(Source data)
===============

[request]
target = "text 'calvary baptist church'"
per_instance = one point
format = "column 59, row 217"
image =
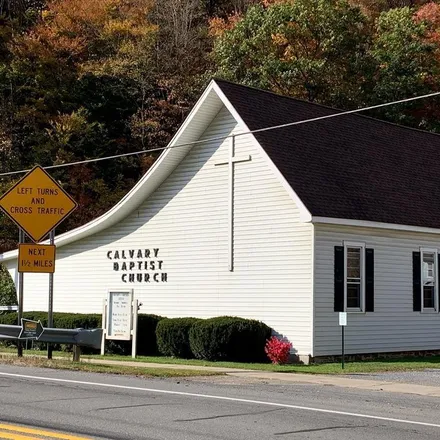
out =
column 138, row 265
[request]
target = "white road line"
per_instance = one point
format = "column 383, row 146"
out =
column 230, row 399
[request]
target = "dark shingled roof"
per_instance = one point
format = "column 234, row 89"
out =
column 350, row 167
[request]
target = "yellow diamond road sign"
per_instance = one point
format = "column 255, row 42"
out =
column 37, row 204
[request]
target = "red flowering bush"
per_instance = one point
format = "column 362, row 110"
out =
column 277, row 350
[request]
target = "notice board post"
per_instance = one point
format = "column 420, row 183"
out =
column 119, row 318
column 343, row 324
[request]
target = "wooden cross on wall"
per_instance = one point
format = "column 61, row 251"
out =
column 232, row 160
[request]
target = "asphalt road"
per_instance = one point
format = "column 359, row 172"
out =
column 113, row 407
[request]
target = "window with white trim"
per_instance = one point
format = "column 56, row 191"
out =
column 354, row 286
column 429, row 284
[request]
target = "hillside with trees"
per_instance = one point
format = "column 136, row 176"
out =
column 82, row 79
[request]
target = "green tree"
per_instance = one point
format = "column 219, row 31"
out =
column 314, row 50
column 407, row 66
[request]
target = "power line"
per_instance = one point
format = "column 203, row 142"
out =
column 259, row 130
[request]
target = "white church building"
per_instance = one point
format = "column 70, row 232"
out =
column 288, row 226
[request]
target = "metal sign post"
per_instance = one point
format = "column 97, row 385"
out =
column 37, row 204
column 343, row 323
column 50, row 313
column 20, row 295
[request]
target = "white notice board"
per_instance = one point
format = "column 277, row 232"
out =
column 119, row 314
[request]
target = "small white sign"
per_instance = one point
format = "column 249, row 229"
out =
column 119, row 315
column 343, row 318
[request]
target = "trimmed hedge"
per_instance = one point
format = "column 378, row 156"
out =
column 173, row 337
column 147, row 324
column 229, row 338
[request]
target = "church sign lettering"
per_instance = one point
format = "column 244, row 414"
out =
column 138, row 265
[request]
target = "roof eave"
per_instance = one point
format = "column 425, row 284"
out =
column 375, row 225
column 146, row 185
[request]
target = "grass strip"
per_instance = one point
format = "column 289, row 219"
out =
column 359, row 367
column 141, row 371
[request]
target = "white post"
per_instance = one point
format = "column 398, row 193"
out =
column 134, row 331
column 104, row 326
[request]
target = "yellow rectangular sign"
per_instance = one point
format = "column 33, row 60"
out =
column 36, row 258
column 37, row 204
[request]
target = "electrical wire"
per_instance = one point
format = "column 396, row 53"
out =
column 259, row 130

===============

### [The request]
Write out the data above word for word, starting at its first line and stopping after the line that contains "column 230, row 399". Leave the pictures out of your copy.

### [Solution]
[request]
target = "text 'calvary baptist church'"
per_instance = one point
format = "column 59, row 217"
image =
out =
column 138, row 265
[request]
target = "white road line"
per_instance = one point
format = "column 383, row 146"
out =
column 230, row 399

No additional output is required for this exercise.